Exercise prompt:
Return all the data, word for word.

(Dataset excerpts on object pointing)
☆ ☆ ☆ ☆ ☆ ☆ ☆

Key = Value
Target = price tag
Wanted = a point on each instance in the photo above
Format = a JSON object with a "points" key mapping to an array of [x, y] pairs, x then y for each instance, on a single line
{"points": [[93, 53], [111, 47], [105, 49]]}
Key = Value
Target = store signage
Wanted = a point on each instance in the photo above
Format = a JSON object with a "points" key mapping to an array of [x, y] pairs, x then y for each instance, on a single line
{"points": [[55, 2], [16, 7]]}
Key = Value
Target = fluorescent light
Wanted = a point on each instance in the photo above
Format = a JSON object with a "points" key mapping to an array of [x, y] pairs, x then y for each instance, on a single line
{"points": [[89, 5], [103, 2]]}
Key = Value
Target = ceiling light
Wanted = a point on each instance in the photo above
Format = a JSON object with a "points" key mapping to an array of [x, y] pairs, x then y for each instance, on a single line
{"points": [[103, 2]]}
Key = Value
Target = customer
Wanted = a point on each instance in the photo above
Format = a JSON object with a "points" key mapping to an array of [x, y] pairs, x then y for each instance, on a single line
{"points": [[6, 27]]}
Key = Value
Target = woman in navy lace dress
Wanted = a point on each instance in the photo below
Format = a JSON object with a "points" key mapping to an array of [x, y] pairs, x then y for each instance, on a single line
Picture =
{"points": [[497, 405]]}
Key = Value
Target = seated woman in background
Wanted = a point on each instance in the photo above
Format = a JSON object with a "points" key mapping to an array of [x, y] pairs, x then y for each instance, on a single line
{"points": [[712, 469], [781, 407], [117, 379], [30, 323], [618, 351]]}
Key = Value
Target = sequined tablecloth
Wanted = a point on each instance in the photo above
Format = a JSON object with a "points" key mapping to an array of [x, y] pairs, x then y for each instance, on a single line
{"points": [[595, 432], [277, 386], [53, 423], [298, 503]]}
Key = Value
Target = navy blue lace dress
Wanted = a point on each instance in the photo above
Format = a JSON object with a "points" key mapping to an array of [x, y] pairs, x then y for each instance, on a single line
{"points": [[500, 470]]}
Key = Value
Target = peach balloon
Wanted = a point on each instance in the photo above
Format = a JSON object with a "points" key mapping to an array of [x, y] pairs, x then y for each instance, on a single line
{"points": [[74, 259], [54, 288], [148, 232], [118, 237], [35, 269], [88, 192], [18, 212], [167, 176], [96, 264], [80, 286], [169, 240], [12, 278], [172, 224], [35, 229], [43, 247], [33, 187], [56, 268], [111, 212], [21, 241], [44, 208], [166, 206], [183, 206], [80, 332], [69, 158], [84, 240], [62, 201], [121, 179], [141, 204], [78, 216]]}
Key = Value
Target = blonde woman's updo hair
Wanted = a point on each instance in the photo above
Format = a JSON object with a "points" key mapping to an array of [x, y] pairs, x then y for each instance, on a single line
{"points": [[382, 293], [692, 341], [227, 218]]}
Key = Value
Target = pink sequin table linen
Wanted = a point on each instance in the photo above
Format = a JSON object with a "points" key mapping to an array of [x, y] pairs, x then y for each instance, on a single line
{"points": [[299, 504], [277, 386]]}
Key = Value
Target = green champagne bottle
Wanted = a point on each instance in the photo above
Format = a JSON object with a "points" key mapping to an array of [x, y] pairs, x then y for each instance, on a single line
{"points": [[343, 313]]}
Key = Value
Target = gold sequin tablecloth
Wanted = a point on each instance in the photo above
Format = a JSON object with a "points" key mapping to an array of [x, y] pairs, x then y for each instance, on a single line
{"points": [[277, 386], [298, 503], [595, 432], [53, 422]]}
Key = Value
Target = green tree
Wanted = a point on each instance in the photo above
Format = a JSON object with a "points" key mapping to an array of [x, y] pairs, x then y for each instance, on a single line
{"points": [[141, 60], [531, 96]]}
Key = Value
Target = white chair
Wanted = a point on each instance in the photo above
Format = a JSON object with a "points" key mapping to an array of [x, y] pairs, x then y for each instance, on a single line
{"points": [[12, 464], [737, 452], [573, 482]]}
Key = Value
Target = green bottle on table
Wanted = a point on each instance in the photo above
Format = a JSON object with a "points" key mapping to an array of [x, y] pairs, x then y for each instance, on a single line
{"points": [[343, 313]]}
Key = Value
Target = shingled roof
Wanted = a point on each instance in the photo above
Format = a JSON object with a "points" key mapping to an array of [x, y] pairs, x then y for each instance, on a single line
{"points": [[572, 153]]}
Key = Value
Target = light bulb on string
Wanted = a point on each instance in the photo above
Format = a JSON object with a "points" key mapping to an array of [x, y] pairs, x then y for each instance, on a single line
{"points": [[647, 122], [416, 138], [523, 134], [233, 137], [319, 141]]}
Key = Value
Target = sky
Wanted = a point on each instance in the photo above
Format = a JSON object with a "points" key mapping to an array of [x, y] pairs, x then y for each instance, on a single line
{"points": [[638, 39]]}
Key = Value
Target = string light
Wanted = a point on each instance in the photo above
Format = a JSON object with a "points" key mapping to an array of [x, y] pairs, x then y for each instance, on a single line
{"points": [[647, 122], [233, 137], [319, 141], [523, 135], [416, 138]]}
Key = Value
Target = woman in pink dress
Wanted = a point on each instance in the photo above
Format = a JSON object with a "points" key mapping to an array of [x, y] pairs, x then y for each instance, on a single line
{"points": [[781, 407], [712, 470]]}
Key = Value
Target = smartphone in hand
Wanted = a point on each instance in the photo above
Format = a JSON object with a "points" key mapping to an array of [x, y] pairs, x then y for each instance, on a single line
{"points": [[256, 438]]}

☆ ☆ ☆ ☆ ☆ ☆ ☆

Exercise answer:
Key = Value
Target = price tag
Wanted = a point on each instance in the photo above
Format = a JSON object with a "points" key mapping to an array of [x, y] pairs, x then y for each instance, on a single line
{"points": [[93, 53], [111, 47], [105, 49]]}
Key = Value
Target = store signage
Wanted = a point on each instance in the photo above
Format = a JSON object with a "points" key mapping to an array of [x, y] pairs, x then y for each instance, on a single line
{"points": [[55, 2], [16, 7]]}
Key = Value
Target = fluorescent light
Wanted = a point on each instance in the photo above
Format = a JSON object with a "points" key mapping to an array of [x, y] pairs, x then y for each instance, on a single line
{"points": [[89, 5], [103, 2]]}
Key = Value
Target = ceiling light
Wanted = a point on each instance in the photo above
Format = a JSON object with a "points" key mapping to an array of [x, y] pairs, x then y for each instance, on a single line
{"points": [[103, 2]]}
Key = Value
Target = customer
Wanted = a point on each instance in the photo above
Format = a JSON object with a "points" key mapping to an array of [x, y] pairs, x then y for each instance, on a single line
{"points": [[6, 27]]}
Key = Value
Target = woman in navy lace dress
Wanted = a point on each instance in the photo below
Format = a JSON object with a "points" key mapping to an array of [x, y] pairs, x then y for each instance, on a single line
Picture =
{"points": [[497, 405]]}
Key = Value
Target = seated woman in background
Wanted = a point on each instance in the photo above
Format = a JSON object with a "points" key mapping to an array of [x, y] pairs, x then y for each instance, on a single line
{"points": [[712, 469], [781, 407], [117, 379], [30, 323], [618, 351]]}
Key = Value
Target = sequined tablecloth
Wanted = a point on each instance in the photo above
Format = a JSON object with a "points" key mapping to an array of [x, y] pairs, x then y for each instance, on a single line
{"points": [[595, 432], [277, 386], [53, 423], [298, 503]]}
Key = Value
Target = navy blue lace dress
Wanted = a point on each instance in the photo above
Format = a JSON object with a "points" key mapping to an array of [x, y] pairs, x then y for each instance, on a single line
{"points": [[500, 470]]}
Key = Value
Target = peach balloon
Wanted = a point on each instance in the photo above
Format = a JSON object with a "points" key mapping to an array of [x, y] pairs, x then y for each instance, on a single line
{"points": [[74, 259], [54, 288], [148, 232], [118, 237], [35, 269], [88, 192], [18, 212], [167, 176], [96, 264], [80, 286], [169, 240], [12, 278], [172, 224], [35, 229], [43, 247], [33, 187], [56, 268], [111, 212], [21, 241], [44, 208], [166, 206], [183, 206], [80, 332], [69, 158], [84, 240], [62, 201], [121, 179], [141, 204], [78, 216]]}
Key = Value
Target = blonde woman's updo hair
Wanted = a point on each instance in the photo above
Format = a JSON object with a "points" key mapping to an array of [x, y] pairs, x then y for each instance, on a single line
{"points": [[382, 293], [692, 341], [227, 218]]}
Key = Value
Target = pink sequin table linen
Wanted = a point on each instance in the photo above
Format = a JSON object with a "points" key mapping to an array of [x, y] pairs, x then y for each instance, on a single line
{"points": [[299, 504], [277, 386]]}
Key = Value
Target = green champagne bottle
Wanted = a point on each instance in the photo above
Format = a JSON object with a "points" key mapping to an array of [x, y] pairs, x then y for each instance, on a single line
{"points": [[343, 313]]}
Key = Value
Target = gold sequin tablecloth
Wanted = a point on each instance in the photo above
Format = a JSON object with a "points" key mapping to an array of [x, y] pairs, x then y for each instance, on a single line
{"points": [[277, 386], [298, 503], [595, 432], [53, 422]]}
Key = Value
Target = green tree
Wanted = a point on each instance in the photo above
Format = a JSON object with a "points" key mapping to an array of [x, y] pairs, x then y for each instance, on a single line
{"points": [[141, 60], [531, 96]]}
Key = Value
Target = white chair
Wanted = a point on each instance in the photo above
Format = a JSON object with a "points" key mapping to an array of [x, y] pairs, x then y for each instance, on a single line
{"points": [[12, 464], [737, 452], [573, 482]]}
Key = Value
Target = green bottle on table
Wanted = a point on each instance in the photo above
Format = a JSON object with a "points" key mapping to an array of [x, y] pairs, x then y for each instance, on a single line
{"points": [[343, 313]]}
Key = Value
Target = shingled roof
Wanted = a point on each instance in the photo above
Format = a JSON object with a "points" key mapping to an array of [x, y] pairs, x then y for each instance, on a single line
{"points": [[572, 153]]}
Key = Value
Target = light bulb on string
Wanted = a point on each instance in the photo above
Format = a JSON object with a "points" key mapping to an array of [x, y] pairs, x then y for each instance, on a single line
{"points": [[647, 122], [416, 138], [523, 134], [233, 137], [319, 141]]}
Key = Value
Target = sky
Wanted = a point on each instance in the photo above
Format = a JSON object with a "points" key mapping to an array of [x, y] pairs, x then y for each instance, on a single line
{"points": [[638, 39]]}
Key = Value
Target = string light
Wanted = a point on each instance in the photo above
Format = a JSON object with a "points" key mapping to an array of [x, y] pairs, x then y for each instance, on a single line
{"points": [[647, 122], [233, 137], [319, 141], [523, 135], [416, 138]]}
Key = Value
Target = woman in pink dress
Wanted = a point on each instance in the photo above
Format = a JSON object with a "points" key mapping to an array of [x, y] pairs, x then y for each instance, on a single line
{"points": [[781, 407], [712, 470]]}
Key = Value
Target = smartphone in hand
Wanted = a point on each instance in the photo above
Format = a JSON object with a "points" key mapping to an array of [x, y] pairs, x then y for each instance, on a single line
{"points": [[256, 438]]}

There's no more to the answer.